[Data section]
*****

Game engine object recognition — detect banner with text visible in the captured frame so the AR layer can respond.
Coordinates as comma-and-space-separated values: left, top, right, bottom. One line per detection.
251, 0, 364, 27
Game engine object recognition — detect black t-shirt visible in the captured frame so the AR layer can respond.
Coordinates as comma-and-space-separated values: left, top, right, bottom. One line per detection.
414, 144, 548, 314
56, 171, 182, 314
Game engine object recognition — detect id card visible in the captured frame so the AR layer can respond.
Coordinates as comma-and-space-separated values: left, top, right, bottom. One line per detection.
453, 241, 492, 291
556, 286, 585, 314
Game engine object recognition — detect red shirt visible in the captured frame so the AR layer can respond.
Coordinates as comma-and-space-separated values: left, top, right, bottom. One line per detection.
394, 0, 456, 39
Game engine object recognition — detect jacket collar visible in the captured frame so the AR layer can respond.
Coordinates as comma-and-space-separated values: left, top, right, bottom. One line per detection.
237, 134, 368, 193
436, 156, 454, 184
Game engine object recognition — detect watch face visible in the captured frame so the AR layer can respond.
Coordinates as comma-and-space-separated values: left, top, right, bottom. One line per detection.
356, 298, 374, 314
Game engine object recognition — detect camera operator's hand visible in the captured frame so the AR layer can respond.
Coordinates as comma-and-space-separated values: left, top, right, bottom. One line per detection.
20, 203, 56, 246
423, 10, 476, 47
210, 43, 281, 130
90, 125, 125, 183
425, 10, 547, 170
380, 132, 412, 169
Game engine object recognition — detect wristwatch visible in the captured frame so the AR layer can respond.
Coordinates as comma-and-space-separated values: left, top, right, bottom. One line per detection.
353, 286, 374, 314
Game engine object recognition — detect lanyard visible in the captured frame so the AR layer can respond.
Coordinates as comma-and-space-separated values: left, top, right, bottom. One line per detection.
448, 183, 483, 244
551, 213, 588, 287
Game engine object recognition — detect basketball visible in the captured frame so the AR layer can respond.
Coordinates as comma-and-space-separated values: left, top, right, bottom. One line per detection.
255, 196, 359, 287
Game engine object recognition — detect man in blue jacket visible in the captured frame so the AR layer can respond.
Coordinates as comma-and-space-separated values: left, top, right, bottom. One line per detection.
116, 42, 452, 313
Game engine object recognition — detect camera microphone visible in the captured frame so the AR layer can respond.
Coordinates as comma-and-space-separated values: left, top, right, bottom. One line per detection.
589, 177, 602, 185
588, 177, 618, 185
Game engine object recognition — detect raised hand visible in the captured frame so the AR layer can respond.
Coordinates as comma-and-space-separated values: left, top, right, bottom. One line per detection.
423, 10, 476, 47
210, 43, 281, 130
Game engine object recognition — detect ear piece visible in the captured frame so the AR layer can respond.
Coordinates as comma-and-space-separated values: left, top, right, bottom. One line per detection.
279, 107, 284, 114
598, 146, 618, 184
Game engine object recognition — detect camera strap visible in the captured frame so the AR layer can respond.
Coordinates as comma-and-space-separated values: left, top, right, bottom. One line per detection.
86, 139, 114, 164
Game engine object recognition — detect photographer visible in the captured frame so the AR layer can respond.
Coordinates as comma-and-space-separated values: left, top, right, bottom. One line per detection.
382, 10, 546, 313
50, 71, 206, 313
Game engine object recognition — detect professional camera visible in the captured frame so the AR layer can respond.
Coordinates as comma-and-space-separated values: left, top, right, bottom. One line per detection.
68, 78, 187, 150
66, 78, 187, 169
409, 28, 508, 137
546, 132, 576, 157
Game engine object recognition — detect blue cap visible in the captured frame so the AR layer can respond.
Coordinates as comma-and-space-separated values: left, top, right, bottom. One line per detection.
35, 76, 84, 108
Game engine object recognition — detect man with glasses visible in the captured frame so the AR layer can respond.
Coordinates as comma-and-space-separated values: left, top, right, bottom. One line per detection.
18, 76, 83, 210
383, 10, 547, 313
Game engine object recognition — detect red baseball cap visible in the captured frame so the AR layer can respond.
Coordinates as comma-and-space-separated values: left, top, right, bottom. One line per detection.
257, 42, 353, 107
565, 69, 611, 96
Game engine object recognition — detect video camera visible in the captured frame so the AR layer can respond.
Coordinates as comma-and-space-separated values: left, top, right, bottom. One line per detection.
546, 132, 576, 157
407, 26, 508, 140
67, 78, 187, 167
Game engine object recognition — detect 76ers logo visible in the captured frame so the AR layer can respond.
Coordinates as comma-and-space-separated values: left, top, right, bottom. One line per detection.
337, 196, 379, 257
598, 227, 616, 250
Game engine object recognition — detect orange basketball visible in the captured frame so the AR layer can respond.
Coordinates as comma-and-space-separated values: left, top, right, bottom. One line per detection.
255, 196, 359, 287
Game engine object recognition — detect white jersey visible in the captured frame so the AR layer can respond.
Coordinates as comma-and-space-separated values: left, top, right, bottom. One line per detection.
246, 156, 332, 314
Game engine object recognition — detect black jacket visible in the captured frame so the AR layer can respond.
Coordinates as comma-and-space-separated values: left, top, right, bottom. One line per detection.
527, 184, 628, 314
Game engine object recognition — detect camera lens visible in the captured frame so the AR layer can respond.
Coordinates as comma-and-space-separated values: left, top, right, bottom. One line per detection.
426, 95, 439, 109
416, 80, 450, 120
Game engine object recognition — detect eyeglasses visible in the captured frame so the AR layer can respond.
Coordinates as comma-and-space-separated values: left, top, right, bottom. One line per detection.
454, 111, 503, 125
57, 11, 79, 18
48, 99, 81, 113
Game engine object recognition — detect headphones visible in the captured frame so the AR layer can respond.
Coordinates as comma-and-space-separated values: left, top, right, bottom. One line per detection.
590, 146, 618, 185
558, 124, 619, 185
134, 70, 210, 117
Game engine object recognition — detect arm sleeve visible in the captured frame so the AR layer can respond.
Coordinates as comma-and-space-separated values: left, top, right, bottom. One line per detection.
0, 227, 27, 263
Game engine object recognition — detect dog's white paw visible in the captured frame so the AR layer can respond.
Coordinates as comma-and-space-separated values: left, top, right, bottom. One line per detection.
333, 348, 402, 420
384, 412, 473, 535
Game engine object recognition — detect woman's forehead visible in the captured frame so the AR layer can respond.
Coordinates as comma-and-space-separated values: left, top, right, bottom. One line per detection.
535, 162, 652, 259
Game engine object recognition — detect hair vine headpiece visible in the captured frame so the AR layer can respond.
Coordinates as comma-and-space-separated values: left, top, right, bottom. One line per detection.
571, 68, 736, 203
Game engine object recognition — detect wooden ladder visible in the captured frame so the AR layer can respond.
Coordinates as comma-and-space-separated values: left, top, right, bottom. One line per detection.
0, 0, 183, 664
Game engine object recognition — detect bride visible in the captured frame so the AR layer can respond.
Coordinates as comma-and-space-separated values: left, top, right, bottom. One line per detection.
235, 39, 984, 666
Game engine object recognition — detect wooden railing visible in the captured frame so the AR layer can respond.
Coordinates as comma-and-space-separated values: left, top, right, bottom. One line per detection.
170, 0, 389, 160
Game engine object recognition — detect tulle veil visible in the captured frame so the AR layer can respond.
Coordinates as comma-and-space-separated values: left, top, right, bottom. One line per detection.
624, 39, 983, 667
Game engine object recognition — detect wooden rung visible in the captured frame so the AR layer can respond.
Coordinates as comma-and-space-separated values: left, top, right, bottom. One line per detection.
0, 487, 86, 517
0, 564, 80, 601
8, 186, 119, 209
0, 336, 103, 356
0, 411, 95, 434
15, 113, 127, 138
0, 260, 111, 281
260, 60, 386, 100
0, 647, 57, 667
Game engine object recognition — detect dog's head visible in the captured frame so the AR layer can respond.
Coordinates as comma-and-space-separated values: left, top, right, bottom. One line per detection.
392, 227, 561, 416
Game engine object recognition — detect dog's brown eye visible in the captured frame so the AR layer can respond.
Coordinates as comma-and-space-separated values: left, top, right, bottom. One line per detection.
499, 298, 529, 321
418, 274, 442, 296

*****

[Required work] Your task is to find every line above containing the word "white" and copy it.

[Answer to the problem]
Game engine object recognition — detect white jersey visible in the captured frame so the AR layer can respond.
Game engine object recognition — detect dog's white paw visible in the captured frame so the AR layer can respond.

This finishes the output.